▶ Work request
Set down the records below in full, exactly as they read.

▶ Raw data
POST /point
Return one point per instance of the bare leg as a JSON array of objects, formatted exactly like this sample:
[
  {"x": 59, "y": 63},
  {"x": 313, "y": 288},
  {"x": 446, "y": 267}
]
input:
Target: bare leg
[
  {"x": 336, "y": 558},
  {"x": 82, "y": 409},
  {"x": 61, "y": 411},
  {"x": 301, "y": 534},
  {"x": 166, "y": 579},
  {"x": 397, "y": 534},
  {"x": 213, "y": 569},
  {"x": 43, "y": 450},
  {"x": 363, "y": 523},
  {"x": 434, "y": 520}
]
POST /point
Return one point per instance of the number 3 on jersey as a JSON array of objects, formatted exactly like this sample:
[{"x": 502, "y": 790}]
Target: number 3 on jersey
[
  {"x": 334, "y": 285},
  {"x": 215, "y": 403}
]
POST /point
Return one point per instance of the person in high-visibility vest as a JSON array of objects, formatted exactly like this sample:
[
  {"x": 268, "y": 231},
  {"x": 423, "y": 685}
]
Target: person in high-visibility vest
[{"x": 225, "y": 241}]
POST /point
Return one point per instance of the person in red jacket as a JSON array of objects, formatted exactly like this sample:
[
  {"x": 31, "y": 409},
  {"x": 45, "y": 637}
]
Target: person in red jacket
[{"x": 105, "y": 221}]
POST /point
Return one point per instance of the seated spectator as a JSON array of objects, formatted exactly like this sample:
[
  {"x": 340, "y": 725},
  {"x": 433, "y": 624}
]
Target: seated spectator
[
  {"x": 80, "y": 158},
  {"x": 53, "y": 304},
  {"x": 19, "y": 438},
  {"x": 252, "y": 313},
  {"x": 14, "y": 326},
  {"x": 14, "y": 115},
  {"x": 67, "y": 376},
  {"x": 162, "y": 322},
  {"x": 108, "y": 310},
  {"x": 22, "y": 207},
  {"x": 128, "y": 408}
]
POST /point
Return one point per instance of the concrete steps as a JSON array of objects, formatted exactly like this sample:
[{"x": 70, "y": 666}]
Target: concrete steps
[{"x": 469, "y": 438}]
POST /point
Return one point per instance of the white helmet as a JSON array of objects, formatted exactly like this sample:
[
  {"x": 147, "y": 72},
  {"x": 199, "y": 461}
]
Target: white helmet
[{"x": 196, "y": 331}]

▶ Result of the task
POST /point
Return one point per instance of the bare leg as a JSON array of objects, formatted exactly like this sample:
[
  {"x": 59, "y": 63},
  {"x": 313, "y": 288},
  {"x": 446, "y": 267}
]
input:
Target: bare leg
[
  {"x": 336, "y": 558},
  {"x": 82, "y": 409},
  {"x": 61, "y": 411},
  {"x": 301, "y": 534},
  {"x": 166, "y": 579},
  {"x": 397, "y": 534},
  {"x": 213, "y": 569},
  {"x": 43, "y": 450},
  {"x": 363, "y": 523},
  {"x": 434, "y": 520}
]
POST /point
Return one point per instance of the number 3 on jersey as a JSON array of objects, formatted exactly like this sample:
[{"x": 502, "y": 790}]
Target: number 3 on jersey
[
  {"x": 334, "y": 285},
  {"x": 215, "y": 403}
]
POST /point
Return one point per instance of the person in high-visibility vest as a JSON array of objects, formatted exactly like this sample:
[
  {"x": 268, "y": 231},
  {"x": 423, "y": 685}
]
Target: person in high-visibility vest
[{"x": 225, "y": 241}]
POST /point
Return one point per instance of the person in red jacket as a JSON array of objects, formatted exactly like this sample:
[
  {"x": 31, "y": 409},
  {"x": 45, "y": 637}
]
Target: person in red jacket
[{"x": 105, "y": 221}]
POST /point
Return one point per instance of the seated spectator as a JSON array of objects, formatted exactly like this sample:
[
  {"x": 340, "y": 725},
  {"x": 433, "y": 624}
]
Target: seated spectator
[
  {"x": 80, "y": 158},
  {"x": 53, "y": 304},
  {"x": 19, "y": 438},
  {"x": 252, "y": 313},
  {"x": 14, "y": 326},
  {"x": 14, "y": 115},
  {"x": 67, "y": 376},
  {"x": 162, "y": 322},
  {"x": 108, "y": 310},
  {"x": 22, "y": 207},
  {"x": 128, "y": 408}
]
POST /point
Return one point per instance of the concrete steps as a JSON array of objects, formatted exactly like this sample:
[{"x": 70, "y": 666}]
Target: concrete steps
[{"x": 469, "y": 438}]
POST /point
Return one point per instance of the white helmet as a JSON array of objects, formatted exactly like this sample:
[
  {"x": 147, "y": 72},
  {"x": 199, "y": 461}
]
Target: white helmet
[{"x": 196, "y": 331}]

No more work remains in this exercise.